## PROBLEM
From the listing below, extract every line containing "gold".
┄┄┄┄┄┄┄┄┄┄
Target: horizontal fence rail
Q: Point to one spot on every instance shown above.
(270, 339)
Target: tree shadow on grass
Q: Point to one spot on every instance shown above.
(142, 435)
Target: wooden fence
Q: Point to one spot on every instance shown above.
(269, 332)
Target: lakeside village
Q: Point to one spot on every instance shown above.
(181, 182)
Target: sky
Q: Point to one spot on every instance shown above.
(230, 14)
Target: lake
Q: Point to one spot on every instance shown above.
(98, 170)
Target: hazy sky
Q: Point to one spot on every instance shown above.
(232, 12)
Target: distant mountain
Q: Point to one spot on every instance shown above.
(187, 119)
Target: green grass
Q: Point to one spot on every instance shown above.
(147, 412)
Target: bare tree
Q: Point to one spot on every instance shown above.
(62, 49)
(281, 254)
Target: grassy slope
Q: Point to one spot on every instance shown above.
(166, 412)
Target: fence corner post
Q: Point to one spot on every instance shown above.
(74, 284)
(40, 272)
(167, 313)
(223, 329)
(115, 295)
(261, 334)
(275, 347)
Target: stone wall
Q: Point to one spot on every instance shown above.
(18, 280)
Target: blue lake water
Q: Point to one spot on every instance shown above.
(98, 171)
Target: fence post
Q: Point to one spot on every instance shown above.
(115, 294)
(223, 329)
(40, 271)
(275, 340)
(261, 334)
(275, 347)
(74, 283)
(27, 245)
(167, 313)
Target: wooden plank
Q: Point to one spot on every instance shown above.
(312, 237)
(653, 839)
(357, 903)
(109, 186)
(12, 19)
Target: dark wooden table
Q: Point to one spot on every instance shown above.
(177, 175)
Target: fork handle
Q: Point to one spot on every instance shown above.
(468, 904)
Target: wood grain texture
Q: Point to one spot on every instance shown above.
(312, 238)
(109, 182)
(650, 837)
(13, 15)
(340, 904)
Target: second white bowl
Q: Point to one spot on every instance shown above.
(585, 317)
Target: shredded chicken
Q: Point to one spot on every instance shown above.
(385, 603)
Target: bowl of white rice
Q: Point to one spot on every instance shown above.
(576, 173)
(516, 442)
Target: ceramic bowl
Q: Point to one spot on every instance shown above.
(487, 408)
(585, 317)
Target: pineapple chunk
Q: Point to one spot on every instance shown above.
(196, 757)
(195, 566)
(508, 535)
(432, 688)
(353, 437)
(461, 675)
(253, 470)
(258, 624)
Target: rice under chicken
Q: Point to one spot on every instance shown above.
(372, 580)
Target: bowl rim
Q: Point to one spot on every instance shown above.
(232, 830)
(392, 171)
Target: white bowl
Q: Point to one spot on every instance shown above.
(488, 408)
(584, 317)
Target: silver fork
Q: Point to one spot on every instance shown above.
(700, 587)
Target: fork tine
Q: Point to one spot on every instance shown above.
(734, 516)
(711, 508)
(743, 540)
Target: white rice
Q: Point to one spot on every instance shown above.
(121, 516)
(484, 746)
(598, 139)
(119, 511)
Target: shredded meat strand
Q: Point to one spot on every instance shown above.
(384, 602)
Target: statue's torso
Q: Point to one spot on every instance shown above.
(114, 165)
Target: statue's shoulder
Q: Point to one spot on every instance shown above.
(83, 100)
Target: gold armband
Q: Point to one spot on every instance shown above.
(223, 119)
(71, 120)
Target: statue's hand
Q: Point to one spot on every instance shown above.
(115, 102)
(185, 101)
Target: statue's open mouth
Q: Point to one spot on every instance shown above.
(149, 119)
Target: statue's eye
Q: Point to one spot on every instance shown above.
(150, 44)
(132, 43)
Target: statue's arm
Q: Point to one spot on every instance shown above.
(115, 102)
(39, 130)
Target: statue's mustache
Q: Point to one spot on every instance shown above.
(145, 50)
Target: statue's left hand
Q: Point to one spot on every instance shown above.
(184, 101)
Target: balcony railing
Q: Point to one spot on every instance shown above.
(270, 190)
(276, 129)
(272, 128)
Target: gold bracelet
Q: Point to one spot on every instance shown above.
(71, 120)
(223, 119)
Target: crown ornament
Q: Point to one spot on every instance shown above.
┄┄┄┄┄┄┄┄┄┄
## SOLVED EXERCISE
Target: gold armband
Target: gold bracelet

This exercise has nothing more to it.